Task details ::
Pick out every line in the records below that contains the string "sequined", and copy each one. Case counts.

Input material ::
━━━
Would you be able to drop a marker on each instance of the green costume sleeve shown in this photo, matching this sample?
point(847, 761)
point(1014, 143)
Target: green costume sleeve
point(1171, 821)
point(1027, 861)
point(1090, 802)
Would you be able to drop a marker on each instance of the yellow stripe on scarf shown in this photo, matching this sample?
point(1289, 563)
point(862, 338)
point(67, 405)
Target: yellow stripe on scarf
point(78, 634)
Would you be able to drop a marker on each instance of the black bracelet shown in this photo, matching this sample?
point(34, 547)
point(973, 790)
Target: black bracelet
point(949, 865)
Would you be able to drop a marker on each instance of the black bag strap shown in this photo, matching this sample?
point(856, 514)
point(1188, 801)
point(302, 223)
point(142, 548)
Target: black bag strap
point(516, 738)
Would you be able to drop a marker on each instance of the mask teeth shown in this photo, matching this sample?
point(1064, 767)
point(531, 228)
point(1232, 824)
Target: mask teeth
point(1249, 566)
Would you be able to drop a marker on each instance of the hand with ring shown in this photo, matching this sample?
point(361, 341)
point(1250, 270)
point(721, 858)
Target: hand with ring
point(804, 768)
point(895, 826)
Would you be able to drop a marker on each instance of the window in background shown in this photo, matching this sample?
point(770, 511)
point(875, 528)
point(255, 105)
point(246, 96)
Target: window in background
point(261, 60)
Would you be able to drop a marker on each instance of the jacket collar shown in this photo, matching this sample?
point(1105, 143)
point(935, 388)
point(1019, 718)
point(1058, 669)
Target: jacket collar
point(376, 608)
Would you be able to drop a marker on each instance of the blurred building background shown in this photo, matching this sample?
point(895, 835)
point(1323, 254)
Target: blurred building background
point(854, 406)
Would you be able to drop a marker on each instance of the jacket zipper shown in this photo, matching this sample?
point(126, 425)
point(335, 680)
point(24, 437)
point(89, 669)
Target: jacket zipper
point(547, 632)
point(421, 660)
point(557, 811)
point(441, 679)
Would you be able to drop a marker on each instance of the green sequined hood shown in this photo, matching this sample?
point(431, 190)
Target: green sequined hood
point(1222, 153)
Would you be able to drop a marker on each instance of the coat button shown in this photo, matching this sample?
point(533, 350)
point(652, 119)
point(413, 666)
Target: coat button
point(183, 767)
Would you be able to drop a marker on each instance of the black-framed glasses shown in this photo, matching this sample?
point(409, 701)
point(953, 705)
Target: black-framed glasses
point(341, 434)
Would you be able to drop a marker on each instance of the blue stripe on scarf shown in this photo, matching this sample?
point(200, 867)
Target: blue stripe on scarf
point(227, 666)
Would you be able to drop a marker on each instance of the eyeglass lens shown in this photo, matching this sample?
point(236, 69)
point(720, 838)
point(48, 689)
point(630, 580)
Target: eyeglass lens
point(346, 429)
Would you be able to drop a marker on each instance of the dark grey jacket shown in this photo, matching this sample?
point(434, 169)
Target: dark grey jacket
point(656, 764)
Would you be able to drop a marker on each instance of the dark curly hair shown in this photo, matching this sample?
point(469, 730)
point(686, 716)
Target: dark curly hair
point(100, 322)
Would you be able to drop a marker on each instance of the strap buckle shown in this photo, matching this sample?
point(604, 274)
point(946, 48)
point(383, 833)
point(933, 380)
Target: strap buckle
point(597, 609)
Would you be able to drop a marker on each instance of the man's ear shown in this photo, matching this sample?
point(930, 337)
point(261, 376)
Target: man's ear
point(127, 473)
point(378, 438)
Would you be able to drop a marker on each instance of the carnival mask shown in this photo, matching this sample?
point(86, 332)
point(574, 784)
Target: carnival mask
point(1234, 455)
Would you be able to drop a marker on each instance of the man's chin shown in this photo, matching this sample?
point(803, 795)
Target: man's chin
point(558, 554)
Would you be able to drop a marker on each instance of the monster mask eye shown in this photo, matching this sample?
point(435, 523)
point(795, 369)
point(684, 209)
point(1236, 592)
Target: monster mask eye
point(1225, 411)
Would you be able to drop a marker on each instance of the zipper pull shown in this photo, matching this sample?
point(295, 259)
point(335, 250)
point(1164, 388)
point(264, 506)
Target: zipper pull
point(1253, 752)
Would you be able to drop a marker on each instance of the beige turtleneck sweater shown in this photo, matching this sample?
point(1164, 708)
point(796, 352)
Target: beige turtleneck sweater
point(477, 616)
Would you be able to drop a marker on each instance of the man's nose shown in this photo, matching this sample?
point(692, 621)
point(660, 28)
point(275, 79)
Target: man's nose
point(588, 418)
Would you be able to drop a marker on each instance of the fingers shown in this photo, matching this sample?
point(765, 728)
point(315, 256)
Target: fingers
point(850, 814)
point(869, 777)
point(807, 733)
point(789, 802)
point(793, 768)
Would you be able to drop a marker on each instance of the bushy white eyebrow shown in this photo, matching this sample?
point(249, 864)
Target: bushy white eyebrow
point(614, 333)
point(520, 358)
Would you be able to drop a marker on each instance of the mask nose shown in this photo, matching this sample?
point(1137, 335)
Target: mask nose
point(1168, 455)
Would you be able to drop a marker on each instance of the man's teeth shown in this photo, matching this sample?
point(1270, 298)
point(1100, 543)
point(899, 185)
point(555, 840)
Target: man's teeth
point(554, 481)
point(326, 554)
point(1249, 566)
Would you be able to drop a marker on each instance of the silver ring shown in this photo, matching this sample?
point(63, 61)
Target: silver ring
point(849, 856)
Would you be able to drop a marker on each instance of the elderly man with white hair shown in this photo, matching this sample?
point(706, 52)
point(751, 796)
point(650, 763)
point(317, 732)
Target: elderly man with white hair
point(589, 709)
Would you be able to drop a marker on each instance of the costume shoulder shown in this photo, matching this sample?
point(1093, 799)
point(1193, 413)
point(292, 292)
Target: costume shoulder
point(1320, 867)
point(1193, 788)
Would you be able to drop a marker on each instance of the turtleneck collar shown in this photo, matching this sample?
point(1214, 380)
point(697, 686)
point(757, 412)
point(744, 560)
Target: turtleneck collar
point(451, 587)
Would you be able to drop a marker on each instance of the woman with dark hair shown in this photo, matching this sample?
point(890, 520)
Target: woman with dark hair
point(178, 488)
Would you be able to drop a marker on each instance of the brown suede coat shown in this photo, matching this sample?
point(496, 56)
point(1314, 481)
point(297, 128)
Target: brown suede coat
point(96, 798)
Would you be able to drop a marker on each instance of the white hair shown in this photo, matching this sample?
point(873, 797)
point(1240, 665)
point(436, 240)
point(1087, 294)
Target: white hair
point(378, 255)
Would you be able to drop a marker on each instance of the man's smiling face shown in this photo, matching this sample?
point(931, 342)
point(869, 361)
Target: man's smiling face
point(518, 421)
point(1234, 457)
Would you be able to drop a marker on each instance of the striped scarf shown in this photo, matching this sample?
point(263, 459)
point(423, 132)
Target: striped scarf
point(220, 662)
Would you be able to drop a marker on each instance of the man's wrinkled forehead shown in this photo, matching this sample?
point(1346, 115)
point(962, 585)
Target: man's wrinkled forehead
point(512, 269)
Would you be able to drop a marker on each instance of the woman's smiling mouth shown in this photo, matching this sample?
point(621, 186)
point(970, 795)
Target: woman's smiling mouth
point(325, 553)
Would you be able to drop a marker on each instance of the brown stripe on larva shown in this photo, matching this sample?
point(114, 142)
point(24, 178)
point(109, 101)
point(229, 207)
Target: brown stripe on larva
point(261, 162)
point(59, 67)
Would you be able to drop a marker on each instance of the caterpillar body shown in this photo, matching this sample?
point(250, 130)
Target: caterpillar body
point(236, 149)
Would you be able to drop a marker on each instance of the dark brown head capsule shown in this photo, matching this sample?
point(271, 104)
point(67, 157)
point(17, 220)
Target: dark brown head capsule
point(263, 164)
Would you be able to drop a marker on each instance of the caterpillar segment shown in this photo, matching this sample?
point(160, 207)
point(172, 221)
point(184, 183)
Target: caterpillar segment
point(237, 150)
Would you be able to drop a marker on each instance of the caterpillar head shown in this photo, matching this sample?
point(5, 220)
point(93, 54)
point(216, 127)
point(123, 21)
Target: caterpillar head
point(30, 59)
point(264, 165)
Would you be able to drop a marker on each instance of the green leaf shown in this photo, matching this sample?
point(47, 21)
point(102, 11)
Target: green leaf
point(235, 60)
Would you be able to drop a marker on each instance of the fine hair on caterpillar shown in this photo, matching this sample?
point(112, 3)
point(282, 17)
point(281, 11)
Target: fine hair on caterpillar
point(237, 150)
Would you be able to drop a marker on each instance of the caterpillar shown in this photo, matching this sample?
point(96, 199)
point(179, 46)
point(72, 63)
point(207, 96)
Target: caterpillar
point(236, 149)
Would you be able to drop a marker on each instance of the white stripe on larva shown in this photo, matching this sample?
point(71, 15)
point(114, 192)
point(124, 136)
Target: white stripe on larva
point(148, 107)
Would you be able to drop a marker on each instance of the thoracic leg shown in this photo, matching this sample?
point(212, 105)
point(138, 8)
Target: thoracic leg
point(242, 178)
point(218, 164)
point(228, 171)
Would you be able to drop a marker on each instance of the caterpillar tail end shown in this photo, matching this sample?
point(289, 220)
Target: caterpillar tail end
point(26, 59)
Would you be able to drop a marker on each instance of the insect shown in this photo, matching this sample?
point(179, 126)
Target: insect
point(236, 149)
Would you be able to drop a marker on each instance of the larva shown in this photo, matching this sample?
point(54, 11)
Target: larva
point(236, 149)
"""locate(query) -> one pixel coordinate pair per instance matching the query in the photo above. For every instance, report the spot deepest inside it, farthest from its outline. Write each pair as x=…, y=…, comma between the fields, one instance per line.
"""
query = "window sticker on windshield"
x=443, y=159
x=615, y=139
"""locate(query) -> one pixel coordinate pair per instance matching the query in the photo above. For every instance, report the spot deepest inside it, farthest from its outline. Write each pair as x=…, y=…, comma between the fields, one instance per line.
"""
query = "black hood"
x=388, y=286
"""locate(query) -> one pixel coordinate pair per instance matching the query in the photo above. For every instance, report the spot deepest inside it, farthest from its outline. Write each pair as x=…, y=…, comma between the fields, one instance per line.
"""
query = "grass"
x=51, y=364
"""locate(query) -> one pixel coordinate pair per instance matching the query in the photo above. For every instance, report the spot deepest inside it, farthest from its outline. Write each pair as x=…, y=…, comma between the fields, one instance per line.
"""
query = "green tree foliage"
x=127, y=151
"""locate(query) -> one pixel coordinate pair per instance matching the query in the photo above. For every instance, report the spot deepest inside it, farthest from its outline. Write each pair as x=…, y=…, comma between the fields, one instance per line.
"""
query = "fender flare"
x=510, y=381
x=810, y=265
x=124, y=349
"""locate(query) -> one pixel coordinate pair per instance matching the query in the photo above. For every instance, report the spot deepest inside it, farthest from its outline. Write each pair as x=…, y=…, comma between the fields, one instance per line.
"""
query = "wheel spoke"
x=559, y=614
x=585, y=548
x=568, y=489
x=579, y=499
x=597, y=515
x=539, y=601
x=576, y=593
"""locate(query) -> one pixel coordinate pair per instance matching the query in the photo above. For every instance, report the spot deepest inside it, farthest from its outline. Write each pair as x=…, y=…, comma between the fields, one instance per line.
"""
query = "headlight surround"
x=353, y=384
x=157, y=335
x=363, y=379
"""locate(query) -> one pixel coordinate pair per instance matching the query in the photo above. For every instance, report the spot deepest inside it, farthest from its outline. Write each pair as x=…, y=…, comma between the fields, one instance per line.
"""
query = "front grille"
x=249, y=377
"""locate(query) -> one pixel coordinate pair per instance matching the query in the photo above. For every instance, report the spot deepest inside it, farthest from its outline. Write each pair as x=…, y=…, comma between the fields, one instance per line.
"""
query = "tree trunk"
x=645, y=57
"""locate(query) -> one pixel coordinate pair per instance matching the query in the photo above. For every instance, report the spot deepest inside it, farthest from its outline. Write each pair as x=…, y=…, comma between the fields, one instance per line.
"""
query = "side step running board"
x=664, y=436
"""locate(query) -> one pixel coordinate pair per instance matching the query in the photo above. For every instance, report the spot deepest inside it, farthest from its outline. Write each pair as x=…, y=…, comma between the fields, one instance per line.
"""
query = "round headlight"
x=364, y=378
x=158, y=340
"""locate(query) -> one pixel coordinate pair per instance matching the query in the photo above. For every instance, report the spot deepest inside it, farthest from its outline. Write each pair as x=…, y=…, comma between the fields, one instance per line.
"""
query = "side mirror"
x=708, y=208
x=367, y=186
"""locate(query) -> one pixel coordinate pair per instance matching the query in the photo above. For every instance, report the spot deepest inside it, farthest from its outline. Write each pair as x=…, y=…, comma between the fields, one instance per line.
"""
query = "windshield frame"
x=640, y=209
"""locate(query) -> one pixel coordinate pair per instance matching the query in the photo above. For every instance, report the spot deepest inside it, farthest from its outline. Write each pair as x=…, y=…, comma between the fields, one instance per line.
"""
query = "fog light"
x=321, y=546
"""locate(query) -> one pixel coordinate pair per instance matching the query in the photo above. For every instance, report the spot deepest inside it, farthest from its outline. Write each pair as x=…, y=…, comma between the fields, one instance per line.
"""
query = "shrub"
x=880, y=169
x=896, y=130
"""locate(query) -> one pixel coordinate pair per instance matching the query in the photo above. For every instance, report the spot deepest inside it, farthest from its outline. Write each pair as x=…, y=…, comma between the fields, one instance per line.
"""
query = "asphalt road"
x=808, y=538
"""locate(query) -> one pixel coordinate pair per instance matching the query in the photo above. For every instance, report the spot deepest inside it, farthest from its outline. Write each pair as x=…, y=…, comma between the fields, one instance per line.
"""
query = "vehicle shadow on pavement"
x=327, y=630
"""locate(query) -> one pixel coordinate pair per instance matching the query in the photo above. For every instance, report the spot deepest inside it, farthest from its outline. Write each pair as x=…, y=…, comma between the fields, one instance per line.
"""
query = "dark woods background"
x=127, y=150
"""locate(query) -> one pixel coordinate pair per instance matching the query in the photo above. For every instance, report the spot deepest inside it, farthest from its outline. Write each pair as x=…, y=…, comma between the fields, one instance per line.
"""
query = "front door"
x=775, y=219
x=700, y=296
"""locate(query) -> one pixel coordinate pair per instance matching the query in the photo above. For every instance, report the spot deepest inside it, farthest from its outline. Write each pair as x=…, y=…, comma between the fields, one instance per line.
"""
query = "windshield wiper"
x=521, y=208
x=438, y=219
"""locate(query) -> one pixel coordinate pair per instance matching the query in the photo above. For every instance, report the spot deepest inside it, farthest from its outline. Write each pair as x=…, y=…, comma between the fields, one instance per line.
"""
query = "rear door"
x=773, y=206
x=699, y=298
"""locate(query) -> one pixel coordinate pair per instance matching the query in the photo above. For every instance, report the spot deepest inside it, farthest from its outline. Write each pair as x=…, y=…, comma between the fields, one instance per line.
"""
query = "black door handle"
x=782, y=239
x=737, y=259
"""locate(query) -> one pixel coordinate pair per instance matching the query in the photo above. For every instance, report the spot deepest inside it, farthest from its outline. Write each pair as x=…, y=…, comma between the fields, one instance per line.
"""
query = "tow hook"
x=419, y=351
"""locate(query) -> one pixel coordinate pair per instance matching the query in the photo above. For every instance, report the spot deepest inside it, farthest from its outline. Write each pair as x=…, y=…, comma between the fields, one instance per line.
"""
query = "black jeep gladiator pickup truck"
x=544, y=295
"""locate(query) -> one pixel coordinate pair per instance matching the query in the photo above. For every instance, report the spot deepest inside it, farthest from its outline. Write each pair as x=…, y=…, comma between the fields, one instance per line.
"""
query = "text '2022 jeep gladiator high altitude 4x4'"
━━━
Finished task ::
Would you be able to drop a marker on each instance of the green sequined hood shown in this photo, matching this sample?
Target: green sequined hood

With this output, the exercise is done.